» **EXERCISE BRIEF**: Please state how many lines of the records below contain the string "dress", where case counts, and give only that number.

○ ○ ○ ○

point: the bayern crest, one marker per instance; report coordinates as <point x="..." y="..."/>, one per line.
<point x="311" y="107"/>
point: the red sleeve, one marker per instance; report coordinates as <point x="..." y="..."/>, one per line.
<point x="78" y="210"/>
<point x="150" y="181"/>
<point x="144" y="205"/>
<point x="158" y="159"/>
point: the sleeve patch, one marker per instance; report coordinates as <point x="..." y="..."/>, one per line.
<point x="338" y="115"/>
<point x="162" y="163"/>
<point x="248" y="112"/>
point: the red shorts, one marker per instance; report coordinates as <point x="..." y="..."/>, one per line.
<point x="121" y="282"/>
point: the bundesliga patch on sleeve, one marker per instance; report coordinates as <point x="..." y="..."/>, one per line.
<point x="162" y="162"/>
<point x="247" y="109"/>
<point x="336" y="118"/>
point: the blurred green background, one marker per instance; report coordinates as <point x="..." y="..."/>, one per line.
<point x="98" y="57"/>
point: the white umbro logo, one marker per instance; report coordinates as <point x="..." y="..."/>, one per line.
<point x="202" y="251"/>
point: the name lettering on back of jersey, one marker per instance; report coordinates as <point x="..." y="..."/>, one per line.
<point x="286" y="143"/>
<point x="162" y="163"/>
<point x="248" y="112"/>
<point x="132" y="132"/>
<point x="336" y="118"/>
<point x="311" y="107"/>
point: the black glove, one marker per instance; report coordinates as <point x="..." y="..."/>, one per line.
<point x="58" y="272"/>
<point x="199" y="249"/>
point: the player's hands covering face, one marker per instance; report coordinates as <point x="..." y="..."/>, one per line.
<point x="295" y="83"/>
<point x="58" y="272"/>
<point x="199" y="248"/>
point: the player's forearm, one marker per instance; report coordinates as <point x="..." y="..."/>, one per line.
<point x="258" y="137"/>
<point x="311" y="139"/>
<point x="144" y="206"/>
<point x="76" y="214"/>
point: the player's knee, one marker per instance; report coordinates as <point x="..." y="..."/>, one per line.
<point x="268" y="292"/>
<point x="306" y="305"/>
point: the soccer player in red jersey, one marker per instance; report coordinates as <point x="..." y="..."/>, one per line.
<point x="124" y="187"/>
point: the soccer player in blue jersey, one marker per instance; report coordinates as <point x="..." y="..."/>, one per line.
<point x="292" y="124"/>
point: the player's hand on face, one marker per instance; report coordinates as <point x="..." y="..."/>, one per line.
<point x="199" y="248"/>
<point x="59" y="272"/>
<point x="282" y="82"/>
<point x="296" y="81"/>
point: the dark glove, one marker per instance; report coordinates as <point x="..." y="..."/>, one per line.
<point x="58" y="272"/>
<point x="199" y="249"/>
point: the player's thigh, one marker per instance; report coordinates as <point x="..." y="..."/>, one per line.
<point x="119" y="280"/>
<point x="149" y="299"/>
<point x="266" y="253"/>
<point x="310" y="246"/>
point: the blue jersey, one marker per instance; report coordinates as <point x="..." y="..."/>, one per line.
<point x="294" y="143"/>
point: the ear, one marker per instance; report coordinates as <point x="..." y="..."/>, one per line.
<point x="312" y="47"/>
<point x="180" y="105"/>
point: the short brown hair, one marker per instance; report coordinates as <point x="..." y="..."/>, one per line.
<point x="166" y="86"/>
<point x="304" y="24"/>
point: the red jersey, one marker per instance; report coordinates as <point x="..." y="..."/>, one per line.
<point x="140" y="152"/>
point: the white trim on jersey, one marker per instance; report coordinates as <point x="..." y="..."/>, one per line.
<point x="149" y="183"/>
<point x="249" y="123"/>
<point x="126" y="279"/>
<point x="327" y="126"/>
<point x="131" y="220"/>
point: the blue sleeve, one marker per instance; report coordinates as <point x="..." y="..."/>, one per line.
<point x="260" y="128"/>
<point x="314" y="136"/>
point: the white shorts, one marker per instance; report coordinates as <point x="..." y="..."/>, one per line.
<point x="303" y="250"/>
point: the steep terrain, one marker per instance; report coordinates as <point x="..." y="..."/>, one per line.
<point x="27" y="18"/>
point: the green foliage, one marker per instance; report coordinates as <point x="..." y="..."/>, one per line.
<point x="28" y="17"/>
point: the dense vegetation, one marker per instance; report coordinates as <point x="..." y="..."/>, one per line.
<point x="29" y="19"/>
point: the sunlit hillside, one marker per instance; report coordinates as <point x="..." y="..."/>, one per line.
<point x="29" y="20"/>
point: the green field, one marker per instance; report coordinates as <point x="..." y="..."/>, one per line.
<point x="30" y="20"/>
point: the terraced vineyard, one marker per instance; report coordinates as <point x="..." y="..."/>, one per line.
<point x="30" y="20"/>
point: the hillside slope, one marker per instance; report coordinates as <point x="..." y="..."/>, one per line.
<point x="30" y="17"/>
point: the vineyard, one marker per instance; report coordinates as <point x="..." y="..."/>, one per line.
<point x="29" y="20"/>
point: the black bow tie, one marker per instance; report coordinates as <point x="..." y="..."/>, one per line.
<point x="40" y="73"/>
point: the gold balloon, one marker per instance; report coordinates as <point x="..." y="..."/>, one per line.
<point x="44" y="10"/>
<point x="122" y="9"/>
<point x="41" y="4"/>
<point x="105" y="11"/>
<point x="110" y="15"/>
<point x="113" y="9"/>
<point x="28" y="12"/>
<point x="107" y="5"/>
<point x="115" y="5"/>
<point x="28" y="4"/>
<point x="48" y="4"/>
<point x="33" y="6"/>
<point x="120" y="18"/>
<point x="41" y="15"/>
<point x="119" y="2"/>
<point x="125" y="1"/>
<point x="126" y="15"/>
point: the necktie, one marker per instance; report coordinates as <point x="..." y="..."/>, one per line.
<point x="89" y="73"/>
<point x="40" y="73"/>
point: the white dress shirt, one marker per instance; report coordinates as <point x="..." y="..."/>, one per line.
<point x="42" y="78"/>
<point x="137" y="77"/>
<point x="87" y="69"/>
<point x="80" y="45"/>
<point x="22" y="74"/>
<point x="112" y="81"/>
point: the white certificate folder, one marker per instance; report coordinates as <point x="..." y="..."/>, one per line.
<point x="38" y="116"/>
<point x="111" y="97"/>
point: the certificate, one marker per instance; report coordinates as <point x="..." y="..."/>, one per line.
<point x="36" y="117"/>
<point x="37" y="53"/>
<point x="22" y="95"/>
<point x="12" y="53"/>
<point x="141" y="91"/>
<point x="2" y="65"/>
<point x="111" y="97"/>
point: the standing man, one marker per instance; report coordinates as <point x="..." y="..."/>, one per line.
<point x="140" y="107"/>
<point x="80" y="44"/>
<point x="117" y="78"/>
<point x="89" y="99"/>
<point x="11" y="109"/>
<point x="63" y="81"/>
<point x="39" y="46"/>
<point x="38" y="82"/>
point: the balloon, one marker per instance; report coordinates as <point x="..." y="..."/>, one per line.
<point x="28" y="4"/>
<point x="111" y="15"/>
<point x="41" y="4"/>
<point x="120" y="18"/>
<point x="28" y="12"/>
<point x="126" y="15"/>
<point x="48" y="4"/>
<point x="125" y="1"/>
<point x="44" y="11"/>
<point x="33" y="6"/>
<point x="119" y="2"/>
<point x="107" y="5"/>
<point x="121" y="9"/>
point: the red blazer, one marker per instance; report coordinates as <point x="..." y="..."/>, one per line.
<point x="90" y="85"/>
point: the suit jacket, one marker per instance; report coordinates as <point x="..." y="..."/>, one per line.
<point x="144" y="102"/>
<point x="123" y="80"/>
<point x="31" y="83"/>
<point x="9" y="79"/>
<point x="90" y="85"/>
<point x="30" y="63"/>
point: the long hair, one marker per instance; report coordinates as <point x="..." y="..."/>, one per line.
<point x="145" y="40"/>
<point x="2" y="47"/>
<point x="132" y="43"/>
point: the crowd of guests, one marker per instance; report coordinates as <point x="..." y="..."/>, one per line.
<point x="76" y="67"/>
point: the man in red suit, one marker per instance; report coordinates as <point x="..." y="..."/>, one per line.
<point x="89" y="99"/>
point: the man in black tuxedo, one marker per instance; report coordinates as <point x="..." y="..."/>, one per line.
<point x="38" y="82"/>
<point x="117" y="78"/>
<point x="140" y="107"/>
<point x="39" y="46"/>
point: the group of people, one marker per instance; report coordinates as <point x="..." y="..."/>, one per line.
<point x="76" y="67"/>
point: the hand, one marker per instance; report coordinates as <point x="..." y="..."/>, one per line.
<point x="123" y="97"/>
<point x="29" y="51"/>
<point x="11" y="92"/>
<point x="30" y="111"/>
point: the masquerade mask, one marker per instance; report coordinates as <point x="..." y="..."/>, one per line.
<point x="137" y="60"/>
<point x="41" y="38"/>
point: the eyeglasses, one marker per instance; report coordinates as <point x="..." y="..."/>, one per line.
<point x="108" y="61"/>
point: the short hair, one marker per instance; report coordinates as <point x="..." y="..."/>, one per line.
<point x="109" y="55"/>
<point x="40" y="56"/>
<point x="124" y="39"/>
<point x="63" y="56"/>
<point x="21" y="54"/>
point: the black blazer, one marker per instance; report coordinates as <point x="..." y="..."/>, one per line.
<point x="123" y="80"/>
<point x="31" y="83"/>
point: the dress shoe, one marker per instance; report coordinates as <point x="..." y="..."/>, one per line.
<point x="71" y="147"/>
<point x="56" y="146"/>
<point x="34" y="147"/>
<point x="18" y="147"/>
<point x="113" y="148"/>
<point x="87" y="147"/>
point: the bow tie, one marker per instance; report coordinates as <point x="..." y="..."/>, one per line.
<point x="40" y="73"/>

○ ○ ○ ○

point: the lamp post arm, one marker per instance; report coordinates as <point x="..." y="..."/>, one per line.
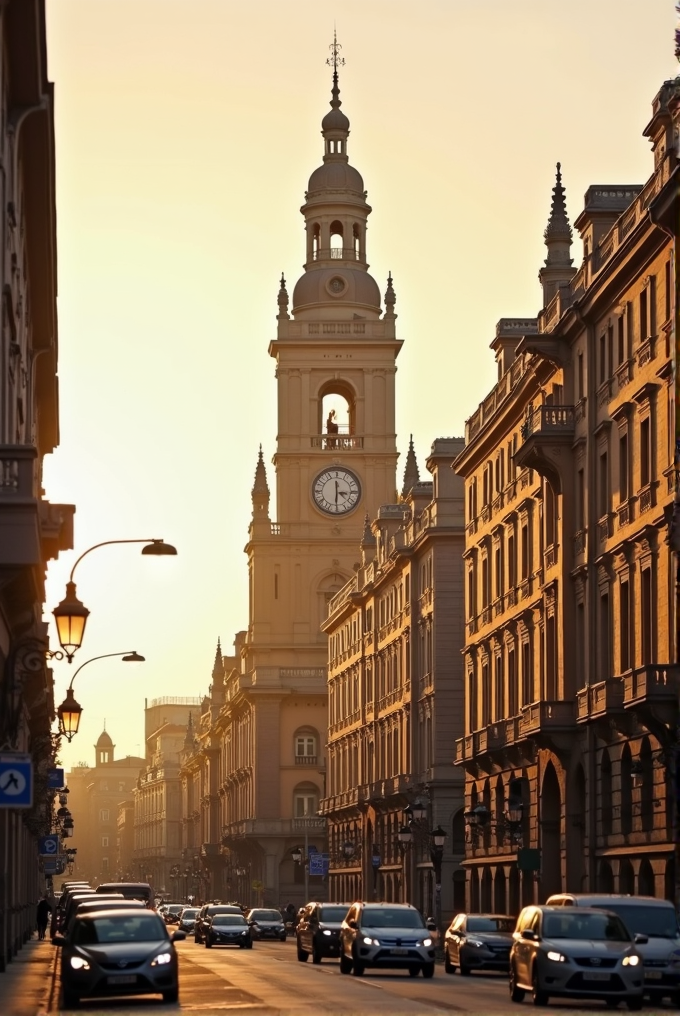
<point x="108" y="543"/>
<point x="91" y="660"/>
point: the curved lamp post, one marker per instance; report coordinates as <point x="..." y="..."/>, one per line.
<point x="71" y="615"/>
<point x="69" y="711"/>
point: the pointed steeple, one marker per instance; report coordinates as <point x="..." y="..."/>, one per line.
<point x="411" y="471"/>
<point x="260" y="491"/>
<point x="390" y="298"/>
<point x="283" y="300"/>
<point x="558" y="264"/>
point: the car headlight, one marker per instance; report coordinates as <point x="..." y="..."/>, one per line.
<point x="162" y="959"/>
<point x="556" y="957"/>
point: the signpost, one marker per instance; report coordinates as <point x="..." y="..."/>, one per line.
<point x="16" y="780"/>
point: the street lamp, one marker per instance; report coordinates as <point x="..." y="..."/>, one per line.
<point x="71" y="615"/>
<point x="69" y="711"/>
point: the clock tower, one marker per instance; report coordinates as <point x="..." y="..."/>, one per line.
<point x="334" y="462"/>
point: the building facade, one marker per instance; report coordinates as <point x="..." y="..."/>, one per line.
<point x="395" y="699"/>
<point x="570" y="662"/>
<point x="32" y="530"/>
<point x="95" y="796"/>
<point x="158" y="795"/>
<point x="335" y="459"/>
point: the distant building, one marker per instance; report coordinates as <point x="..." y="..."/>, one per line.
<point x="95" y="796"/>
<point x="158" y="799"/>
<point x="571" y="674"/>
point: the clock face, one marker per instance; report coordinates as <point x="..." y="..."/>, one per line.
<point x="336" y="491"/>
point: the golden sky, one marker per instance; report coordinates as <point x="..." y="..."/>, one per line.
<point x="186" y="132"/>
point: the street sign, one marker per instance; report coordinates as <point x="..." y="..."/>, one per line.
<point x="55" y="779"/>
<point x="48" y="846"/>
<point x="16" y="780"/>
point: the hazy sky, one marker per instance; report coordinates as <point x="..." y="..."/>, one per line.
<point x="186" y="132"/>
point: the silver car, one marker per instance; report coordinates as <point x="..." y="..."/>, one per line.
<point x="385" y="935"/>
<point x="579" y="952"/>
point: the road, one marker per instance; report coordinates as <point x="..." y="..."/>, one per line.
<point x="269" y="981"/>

○ ○ ○ ○

» **FULL SOLUTION**: 2